QUESTIONS:
1 – In the passage about Christmas cards, what did the writer and Geoff do this year instead of sending cards?
2 – Carry on the passage about Christmas cards from the point where it ends.

SELECTED PASSAGE:
--*--
Every single year, as Christmas approaches like an out-of-control express train, I am gripped by panic at the thought of The Cards.

Obviously there’s the perennial dilemma of what to do with the ones we receive, which we usually end up littering around every room, squeezed like squatters on to picture frames and any available surface because we have tried and failed to find any other sensible method of display.

Beyond that dilemma, though, is the one of ‘Are we sending cards again this year?’ This is usually a conversation – very brief at that – held in about the second week of December when my panic is reaching danger levels.

I know I have to have everything sorted well before the 25th, but life is rapidly going out of focus and I dream of darkened rooms and spa holidays in Mauritius.

If only Geoff would say ‘No, let’s forget about cards for once. People will just think we’ve gone away.’ But of course he doesn’t say that because, like me, he actually likes to keep in touch with friends and send them our greetings, however much of a toll it takes on nerves and time, not to mention my dreadful handwriting.

This year, however, I took an entirely different approach to the problem of cards. I went off piste, and, holding my breath, hoped Geoff would join me. He did! And that is why, for the first time, we have made a donation to charity instead of sending cards.
--*--
PROVIDED MATERIAL:
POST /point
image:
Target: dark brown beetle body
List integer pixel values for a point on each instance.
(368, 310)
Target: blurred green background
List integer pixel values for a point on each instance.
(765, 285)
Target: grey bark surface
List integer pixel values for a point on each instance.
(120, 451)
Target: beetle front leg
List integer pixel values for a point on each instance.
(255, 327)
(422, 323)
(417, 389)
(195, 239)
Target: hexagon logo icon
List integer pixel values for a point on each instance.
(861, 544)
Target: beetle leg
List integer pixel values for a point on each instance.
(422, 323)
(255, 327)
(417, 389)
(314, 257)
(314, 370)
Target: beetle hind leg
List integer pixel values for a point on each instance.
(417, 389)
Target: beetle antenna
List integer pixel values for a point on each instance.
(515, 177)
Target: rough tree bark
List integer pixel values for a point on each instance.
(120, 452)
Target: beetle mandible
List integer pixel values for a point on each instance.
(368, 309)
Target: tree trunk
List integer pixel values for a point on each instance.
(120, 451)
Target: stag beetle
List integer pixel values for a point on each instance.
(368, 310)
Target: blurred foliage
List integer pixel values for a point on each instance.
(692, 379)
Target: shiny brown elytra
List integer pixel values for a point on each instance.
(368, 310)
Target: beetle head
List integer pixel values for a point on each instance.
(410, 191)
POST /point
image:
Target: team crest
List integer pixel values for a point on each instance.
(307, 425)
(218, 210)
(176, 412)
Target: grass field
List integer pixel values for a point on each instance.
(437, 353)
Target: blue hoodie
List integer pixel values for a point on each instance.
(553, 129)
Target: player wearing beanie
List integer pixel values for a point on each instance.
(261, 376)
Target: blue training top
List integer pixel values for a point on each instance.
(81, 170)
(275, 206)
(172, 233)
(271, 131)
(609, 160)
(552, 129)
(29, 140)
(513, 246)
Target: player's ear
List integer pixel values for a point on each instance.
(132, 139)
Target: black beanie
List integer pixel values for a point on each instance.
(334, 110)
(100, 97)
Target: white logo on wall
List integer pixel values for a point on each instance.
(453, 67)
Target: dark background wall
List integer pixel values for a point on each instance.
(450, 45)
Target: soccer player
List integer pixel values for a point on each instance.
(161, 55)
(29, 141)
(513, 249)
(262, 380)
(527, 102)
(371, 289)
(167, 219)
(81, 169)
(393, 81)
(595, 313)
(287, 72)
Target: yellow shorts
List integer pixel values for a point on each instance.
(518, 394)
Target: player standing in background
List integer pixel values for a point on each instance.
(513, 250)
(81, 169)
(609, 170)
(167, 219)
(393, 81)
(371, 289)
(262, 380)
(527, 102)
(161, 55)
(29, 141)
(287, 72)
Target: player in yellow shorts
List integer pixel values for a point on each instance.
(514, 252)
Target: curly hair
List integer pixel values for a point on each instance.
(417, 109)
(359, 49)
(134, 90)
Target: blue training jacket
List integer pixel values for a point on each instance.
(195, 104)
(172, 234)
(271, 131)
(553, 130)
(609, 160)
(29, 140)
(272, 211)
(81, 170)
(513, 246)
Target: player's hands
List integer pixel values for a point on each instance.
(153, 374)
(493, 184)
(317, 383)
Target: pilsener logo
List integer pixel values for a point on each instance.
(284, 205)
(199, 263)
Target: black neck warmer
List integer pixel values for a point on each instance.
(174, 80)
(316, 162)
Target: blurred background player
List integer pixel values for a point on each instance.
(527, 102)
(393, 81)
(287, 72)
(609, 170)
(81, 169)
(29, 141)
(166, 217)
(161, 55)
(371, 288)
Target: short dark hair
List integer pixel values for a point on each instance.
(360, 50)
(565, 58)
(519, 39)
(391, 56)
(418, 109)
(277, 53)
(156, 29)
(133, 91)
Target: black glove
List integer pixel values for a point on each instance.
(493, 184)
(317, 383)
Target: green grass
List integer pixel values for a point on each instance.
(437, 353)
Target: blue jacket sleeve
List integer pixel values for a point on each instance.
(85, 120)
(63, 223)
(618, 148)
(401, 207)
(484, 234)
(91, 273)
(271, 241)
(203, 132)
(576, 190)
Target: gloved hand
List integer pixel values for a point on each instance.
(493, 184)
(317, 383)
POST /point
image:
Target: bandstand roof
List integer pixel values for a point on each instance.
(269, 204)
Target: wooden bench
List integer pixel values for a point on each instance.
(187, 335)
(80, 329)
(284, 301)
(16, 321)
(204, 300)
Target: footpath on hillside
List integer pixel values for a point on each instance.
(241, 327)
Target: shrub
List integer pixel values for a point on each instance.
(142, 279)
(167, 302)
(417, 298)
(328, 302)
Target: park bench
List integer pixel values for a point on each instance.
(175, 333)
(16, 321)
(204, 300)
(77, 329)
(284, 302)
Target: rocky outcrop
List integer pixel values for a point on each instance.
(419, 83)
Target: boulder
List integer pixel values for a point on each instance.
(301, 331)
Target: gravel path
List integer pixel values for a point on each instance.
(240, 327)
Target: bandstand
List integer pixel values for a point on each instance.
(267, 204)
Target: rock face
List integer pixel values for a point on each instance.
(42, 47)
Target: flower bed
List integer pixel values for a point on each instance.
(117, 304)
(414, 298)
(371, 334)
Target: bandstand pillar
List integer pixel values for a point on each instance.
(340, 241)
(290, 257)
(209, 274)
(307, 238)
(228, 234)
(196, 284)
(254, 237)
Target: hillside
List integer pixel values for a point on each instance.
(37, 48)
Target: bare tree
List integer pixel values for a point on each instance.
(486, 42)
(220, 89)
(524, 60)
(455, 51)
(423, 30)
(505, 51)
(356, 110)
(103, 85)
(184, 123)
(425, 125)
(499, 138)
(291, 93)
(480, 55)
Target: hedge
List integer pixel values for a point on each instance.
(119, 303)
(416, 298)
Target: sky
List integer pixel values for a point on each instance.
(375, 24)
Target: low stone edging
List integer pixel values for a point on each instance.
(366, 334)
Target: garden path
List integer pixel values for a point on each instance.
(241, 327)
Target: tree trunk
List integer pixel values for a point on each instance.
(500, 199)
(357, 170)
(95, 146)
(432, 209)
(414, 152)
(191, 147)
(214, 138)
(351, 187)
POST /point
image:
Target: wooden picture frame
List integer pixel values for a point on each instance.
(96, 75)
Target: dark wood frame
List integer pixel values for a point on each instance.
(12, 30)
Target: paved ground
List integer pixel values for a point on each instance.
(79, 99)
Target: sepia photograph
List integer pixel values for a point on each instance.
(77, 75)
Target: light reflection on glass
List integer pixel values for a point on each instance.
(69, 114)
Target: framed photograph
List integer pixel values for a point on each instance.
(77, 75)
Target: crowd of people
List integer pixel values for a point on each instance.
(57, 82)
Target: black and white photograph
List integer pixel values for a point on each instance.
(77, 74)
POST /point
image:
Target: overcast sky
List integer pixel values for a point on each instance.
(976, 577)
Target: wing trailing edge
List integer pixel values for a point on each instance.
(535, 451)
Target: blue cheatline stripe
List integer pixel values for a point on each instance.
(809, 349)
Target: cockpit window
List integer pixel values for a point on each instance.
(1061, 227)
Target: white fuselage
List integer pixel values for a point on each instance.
--*--
RESULTS FOR THE EXERCISE:
1 – They made a donation to charity.

2 –
We’ve emailed everyone who would normally receive a card from us to explain what we’ve done and why we’ve done it, and included a link to the charity we chose to support. This is the Dorset Cancer Centre at our county hospital in Dorchester, a cause very close to our hearts for all sorts of reasons and one which we know will definitely help change lives for the better.

Geoff and I went to a talk earlier this year when we learnt about the proposed centre. It moved us greatly to hear how some cancer patients in the far west of Dorset have had to forgo radiotherapy treatment because their nearest centre, in Poole, is quite impossible for them to reach on a daily basis over a number of weeks.

Any patients without their own transport or, perhaps, with young children either still at home or needing to be accompanied to and from school, would simply find the routine out of the question.

The new centre at Dorchester will solve so many of those logistical problems. It will not only have the longed-for radiotherapy department but much-enhanced facilities for cancer outpatients, including a reconfigured chemotherapy unit that will be able to accommodate a family member or two alongside patients during their treatment, something which lack of space means is not currently possible.

There’ll be rooms for counselling and support services, too, and another significant bonus is in the extended range of cancers that will able to be treated at the centre, making the whole project an absolute win-win for north, south and west Dorset.

The £1.75m project is well on the way to being fully funded through supporters’ charitable efforts and the building is already taking shape.

Quite honestly, the satisfaction of supporting such an incredibly worthwhile project has totally eclipsed the pleasure of being in personal contact with friends and family through writing messages in 100-odd cards. Nowadays, with the ease of email and phone calls, we can do that when we wish, but giving something a little extra has taken on a new meaning for us this year.

Happy Christmas everyone!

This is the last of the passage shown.